→ **EXERCISE**
Your answer needs to include each line of the records in which the string "kitchen" can be found.

Data excerpts:
==================================================

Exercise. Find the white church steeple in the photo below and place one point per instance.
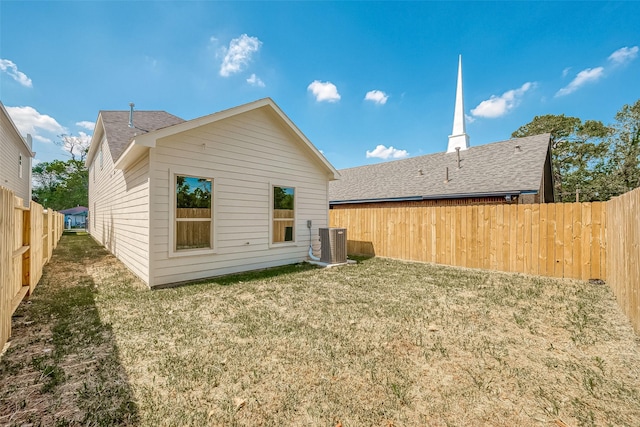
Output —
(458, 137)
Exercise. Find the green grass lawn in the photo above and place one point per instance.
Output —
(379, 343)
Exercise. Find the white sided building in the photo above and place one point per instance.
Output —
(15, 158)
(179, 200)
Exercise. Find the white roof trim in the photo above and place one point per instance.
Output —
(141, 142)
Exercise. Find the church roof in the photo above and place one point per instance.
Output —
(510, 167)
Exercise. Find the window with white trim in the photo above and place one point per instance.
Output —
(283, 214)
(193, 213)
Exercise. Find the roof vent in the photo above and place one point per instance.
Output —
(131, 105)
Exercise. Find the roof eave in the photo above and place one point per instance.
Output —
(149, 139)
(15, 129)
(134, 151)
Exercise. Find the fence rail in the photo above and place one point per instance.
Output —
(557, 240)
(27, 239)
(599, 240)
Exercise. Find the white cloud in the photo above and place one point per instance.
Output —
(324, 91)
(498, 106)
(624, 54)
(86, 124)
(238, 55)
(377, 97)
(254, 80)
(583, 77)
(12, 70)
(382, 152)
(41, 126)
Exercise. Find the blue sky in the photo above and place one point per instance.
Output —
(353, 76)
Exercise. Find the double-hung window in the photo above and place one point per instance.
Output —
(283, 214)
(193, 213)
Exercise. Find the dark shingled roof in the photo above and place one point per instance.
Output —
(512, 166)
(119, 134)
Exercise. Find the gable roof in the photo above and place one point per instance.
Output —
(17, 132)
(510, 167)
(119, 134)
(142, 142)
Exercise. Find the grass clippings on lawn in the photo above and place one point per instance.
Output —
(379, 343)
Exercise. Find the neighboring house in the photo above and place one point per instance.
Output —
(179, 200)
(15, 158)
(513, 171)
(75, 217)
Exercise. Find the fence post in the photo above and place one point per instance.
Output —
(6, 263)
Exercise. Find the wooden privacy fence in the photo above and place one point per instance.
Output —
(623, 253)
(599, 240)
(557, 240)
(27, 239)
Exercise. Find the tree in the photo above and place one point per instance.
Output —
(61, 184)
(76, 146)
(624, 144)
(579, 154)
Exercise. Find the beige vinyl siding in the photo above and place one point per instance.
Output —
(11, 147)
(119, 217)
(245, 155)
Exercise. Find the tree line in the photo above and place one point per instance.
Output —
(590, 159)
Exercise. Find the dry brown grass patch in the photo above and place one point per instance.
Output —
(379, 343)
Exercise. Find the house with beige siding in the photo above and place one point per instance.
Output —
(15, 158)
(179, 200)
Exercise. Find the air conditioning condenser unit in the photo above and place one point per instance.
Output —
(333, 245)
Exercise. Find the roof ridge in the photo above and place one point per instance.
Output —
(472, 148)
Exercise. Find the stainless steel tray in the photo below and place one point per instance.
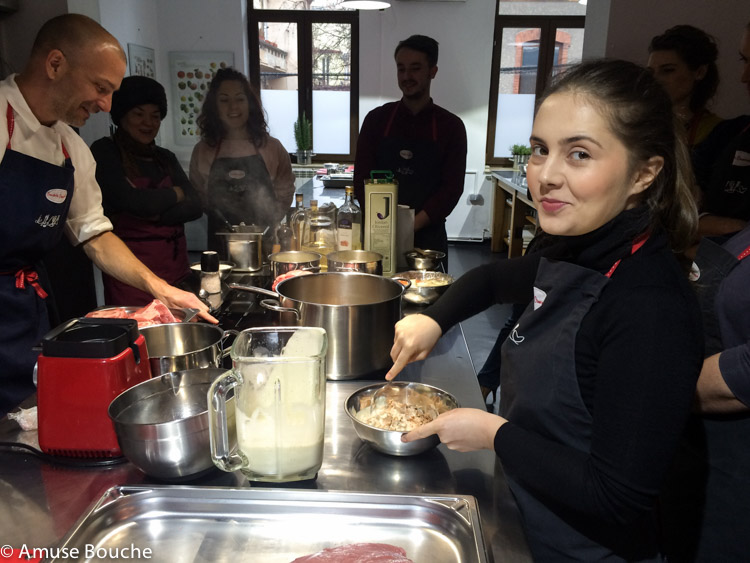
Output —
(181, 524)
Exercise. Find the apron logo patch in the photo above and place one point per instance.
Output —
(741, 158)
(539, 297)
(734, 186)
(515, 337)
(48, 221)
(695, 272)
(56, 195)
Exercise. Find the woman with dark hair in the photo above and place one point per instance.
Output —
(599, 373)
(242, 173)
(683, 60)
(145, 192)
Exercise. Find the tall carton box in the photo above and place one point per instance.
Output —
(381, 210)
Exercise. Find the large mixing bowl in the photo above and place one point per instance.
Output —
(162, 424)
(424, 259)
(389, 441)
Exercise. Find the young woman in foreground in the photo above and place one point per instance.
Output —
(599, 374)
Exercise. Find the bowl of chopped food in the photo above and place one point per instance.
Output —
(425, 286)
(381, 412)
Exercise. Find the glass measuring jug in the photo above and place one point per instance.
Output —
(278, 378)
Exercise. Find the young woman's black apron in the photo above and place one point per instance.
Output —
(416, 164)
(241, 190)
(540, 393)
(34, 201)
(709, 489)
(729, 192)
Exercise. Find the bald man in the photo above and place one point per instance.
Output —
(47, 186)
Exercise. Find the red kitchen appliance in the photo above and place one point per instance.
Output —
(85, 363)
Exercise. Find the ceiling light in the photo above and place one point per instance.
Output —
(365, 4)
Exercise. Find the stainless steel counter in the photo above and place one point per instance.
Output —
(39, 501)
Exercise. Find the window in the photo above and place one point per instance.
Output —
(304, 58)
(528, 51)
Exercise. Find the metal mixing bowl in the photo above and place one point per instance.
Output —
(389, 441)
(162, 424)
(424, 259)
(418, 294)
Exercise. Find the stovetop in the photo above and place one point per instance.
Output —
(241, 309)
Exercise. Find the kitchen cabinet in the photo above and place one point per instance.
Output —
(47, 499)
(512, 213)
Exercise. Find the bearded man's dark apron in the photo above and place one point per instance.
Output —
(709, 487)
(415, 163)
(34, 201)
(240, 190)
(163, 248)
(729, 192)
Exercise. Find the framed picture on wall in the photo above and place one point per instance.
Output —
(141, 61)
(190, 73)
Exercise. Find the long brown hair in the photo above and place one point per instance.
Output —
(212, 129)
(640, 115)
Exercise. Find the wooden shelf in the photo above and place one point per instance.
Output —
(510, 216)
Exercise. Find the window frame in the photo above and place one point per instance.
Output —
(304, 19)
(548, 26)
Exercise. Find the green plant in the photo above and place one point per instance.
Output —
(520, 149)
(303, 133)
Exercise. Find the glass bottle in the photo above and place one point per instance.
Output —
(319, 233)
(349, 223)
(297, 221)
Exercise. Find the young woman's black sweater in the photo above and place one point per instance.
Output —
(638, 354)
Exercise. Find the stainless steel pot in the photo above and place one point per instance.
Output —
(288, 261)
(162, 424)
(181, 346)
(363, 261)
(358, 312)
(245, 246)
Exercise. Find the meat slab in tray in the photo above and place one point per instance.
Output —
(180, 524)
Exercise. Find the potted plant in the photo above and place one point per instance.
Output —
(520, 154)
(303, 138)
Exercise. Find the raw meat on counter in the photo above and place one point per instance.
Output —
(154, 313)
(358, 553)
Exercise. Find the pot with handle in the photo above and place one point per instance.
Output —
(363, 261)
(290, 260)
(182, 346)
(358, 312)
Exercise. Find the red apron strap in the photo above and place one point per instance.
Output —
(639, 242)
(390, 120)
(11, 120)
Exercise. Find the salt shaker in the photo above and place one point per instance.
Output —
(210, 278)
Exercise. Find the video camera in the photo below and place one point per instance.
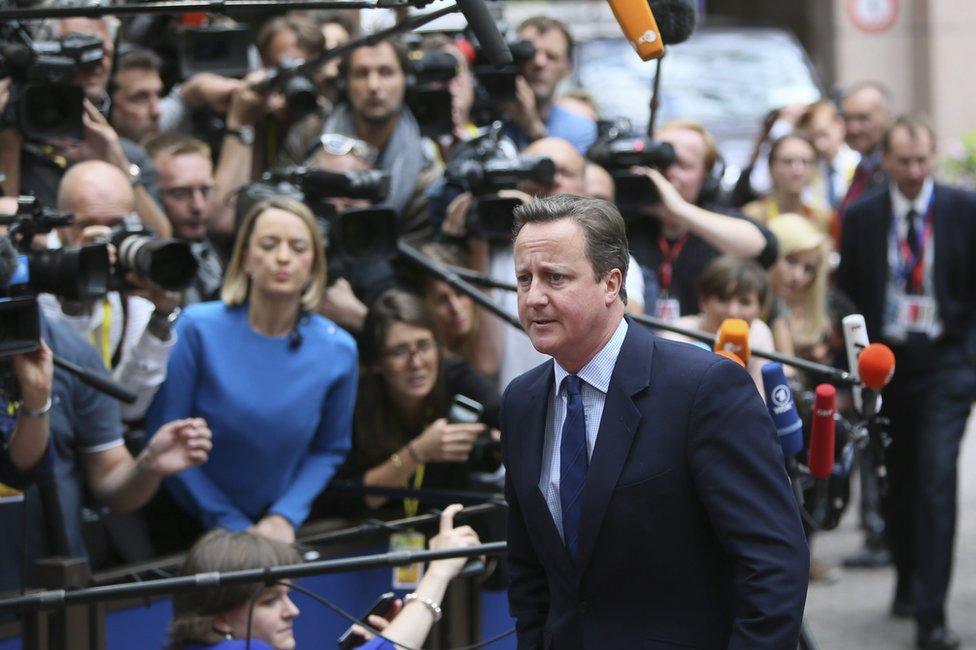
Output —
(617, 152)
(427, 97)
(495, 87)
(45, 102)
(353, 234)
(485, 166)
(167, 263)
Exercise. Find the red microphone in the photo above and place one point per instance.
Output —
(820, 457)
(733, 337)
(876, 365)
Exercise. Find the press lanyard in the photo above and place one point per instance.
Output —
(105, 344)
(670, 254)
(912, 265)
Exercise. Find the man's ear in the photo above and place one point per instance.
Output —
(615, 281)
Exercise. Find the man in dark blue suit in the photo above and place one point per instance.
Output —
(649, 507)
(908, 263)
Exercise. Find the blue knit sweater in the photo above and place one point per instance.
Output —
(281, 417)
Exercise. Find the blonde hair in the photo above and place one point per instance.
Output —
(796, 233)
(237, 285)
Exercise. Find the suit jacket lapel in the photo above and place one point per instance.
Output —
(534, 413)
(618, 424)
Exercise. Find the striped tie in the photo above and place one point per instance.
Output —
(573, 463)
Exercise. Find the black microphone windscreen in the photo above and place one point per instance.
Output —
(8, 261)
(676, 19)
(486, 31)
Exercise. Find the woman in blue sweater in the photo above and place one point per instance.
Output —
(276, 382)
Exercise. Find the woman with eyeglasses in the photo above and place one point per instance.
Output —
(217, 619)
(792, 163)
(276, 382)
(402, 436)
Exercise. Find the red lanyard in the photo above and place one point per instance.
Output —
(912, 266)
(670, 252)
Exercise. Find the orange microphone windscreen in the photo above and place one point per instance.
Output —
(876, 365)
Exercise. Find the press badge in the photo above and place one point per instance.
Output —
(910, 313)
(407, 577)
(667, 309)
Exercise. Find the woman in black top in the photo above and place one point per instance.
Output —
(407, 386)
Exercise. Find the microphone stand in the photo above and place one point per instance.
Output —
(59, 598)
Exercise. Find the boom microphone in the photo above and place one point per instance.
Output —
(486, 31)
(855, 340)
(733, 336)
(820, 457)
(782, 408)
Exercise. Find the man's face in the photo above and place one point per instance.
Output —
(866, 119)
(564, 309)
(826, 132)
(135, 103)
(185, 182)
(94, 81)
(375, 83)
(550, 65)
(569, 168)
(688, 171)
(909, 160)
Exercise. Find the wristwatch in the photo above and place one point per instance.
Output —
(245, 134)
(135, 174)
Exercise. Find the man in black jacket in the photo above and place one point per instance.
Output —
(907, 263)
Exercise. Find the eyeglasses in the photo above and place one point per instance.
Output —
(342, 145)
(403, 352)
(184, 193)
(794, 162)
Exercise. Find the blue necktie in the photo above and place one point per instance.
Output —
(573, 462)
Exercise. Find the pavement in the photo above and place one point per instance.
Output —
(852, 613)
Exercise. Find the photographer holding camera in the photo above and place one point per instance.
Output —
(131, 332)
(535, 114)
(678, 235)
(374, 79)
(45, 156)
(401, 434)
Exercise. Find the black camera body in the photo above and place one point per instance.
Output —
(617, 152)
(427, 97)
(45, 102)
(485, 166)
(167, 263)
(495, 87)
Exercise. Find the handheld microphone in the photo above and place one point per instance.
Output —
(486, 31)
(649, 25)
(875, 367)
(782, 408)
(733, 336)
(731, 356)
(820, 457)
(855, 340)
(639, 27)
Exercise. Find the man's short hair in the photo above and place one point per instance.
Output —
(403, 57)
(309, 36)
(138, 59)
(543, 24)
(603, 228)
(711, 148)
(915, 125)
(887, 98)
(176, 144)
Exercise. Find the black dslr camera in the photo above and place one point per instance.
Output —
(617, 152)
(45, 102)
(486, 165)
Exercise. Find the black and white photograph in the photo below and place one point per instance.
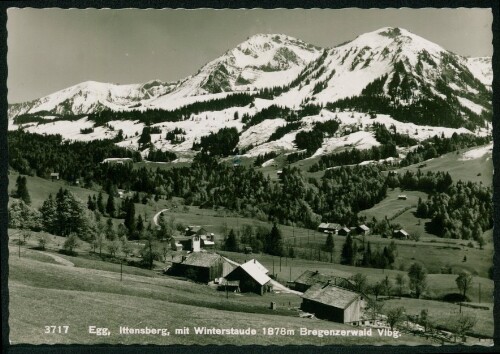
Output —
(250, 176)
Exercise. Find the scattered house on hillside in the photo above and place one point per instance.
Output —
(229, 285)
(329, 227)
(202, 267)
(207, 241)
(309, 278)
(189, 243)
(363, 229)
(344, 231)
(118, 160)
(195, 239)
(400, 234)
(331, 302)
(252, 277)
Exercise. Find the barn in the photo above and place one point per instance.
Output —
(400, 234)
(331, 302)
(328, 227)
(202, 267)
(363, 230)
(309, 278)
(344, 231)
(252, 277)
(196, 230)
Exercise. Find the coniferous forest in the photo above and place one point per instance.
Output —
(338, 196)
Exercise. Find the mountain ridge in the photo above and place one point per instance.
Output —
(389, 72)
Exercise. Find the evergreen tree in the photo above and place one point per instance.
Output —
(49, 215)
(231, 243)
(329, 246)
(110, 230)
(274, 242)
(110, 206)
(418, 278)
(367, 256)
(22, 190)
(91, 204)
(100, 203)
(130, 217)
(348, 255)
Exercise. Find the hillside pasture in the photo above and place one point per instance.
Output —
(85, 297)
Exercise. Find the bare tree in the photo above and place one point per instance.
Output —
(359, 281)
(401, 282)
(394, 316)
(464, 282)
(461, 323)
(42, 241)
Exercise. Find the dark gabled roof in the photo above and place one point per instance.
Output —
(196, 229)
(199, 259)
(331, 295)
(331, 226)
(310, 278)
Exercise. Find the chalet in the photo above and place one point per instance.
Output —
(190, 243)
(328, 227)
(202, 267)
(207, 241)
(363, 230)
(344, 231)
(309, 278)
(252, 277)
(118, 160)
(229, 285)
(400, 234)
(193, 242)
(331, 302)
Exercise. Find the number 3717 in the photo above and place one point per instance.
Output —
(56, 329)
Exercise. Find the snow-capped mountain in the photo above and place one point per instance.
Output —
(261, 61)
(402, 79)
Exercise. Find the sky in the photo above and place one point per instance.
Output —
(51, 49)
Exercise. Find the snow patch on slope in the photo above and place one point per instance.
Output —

==================================================

→ **SOLUTION FOR THIS PROBLEM**
Exercise. Find the red kitchen appliance in the photo above and place one point per instance.
Exercise. Find the kitchen cabinet in the photo above and place one point per instance.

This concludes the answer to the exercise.